Personal attacks and off-topic rants are nothing new to newspaper Web sites. Back in 2005, the Ventura County Star temporarily disabled comments on its site after the tone turned vicious; in 2006, The Washington Post suspended comments on one of its blogs because they had become obscene. But as newspapers try to boost traffic and revenue on their Web sites by granting readers more ways to weigh in, abusive comments have flourished. Editors have an arsenal of technological tools at their disposal, such as mandatory registration, word filters, “report abuse” buttons, and even the sly “Bozo filter,” which gives blacklisted users the false impression that their comments are being posted, when in fact nobody else can read them. But software can only do so much. “The minute you put a filter in place, your trolls find a way past it,” says Yvonne Beasley, the home-page editor of The Des Moines Register’s Web site.

The question of how to balance openness and interactivity with the desire for civil debate is more an ethical question than a legal one, in light of the fact that the Federal Communications Decency Act grants Web sites immunity from defamation suits arising from user-generated content. But there is concern that derogatory, obscene, threatening, or libelous user comments could damage a newspaper’s brand or alienate readers—to say nothing of the anger that reporters and columnists feel when the comments attached to their work turn abusive.

____________

#### [WRITTEN EXERCISE A]
Pick out every line of the records that contains the string "basket", and copy each one. Case counts.
#### [WRITTEN EXERCISE B]
Resume the passage on reader comments on newspaper Web sites, writing on from the point where it stops.

____________

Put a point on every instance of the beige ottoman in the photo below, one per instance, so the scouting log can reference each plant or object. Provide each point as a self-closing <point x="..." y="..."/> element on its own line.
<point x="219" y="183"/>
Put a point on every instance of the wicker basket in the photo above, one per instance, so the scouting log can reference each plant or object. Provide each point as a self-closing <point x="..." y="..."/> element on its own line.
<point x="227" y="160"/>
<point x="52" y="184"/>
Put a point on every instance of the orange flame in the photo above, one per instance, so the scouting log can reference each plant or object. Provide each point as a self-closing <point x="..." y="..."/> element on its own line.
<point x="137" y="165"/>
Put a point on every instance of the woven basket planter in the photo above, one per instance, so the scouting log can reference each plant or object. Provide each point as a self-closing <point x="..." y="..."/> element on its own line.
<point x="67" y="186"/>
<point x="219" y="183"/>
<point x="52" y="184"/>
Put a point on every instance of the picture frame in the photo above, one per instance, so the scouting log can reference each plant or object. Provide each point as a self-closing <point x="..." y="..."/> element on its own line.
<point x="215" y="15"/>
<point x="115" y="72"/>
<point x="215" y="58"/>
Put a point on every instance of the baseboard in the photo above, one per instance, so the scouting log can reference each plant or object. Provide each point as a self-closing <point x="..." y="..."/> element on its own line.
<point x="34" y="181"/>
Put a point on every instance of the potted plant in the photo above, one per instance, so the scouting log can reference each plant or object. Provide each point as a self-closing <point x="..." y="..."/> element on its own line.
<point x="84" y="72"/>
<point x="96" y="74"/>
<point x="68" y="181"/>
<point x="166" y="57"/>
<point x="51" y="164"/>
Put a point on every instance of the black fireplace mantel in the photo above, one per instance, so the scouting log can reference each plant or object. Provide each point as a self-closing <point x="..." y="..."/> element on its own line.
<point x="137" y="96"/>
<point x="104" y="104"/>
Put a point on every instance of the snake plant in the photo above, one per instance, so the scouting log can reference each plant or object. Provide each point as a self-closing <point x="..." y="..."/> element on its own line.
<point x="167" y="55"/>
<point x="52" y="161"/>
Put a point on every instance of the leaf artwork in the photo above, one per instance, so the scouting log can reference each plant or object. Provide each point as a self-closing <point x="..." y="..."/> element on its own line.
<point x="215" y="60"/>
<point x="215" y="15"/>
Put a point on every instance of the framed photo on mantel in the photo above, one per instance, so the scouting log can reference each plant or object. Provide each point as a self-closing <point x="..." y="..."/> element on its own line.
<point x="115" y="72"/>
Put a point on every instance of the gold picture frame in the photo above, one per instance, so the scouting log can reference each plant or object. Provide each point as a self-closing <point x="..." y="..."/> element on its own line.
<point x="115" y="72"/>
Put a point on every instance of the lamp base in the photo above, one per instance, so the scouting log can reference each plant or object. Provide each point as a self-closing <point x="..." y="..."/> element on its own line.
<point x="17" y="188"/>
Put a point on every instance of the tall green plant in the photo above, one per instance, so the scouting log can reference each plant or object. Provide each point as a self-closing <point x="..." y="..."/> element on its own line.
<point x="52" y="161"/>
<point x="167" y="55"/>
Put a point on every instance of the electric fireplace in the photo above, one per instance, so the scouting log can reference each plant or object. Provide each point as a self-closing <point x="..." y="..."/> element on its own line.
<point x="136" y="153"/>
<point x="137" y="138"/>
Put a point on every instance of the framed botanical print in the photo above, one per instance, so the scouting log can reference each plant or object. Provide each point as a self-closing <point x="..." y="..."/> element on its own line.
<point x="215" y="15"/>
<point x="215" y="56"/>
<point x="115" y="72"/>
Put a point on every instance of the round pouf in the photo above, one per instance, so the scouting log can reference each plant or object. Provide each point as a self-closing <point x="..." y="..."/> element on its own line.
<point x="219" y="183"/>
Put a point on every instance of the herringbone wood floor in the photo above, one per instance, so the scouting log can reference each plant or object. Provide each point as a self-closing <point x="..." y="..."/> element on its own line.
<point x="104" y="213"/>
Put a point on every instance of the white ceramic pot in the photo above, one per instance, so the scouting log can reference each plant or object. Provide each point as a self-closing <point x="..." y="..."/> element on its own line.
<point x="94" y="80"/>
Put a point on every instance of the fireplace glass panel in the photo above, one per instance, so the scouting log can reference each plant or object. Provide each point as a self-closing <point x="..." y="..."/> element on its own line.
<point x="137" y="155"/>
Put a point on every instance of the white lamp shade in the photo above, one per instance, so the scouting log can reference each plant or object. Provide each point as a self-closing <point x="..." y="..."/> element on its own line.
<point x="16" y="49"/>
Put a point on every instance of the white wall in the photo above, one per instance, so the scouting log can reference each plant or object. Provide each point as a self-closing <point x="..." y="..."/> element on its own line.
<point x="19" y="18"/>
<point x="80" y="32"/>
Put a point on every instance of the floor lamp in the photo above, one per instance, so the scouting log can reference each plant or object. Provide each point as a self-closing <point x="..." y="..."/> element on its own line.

____________

#### [FINAL RESULT A]
Put a point on every instance of the wicker basket in the photo above, one per instance, so the scouting log can reference each plant or object. Provide each point as a self-closing <point x="..." y="..."/> element on its own line.
Put a point on every instance of the woven basket planter in the photo above, one per instance, so the scouting log can reference each plant or object. Provide each point as a self-closing <point x="..." y="..."/> element on its own line.

#### [FINAL RESULT B]
Strategies for how to handle offensive online comments vary. Most sites have developed explicit policies, but the only way to enforce them effectively is to review all comments before they are posted. That’s what The New York Times does, but it is a labor-intensive approach that isn’t feasible for most newspapers. A more common strategy is to wait until there is a complaint about a comment before considering whether it should be removed. Others actively patrol their sites for nasty stuff, engaging in a perpetual game of whack-a-mole.

One novel strategy that is gaining ground takes a page from the playbook of social networking sites like Facebook. The idea is to create a semi-autonomous community where users mostly police themselves. “Your real challenge is that people coming to that site don’t necessarily have anything in common,” says Rich Gordon, an associate professor at Northwestern’s Medill School of Journalism and the author of The Online Community Cookbook. A handful of newspapers, including The Washington Post and USA Today, have managed to build that common ground by embedding elements of social networking in their Web sites. At washingtonpost.com, readers can create profiles, send private messages to other readers, add others as friends, and track their posts over time. At usatoday.com, Web editors post a rotating list of the best comments each day on the home page, as a way of recognizing reader contributions.

Ultimately, though, the real question may be whether moderating reader comments is even necessary. Many readers are accustomed to the provocative nature of online discussion. The editors at seattletimes.com tested this idea when they began considering opening the site to comments. “We found the community really doesn’t care,” says Robert Hernandez, senior producer for local news. “If they see a bad post, they skip right over it.”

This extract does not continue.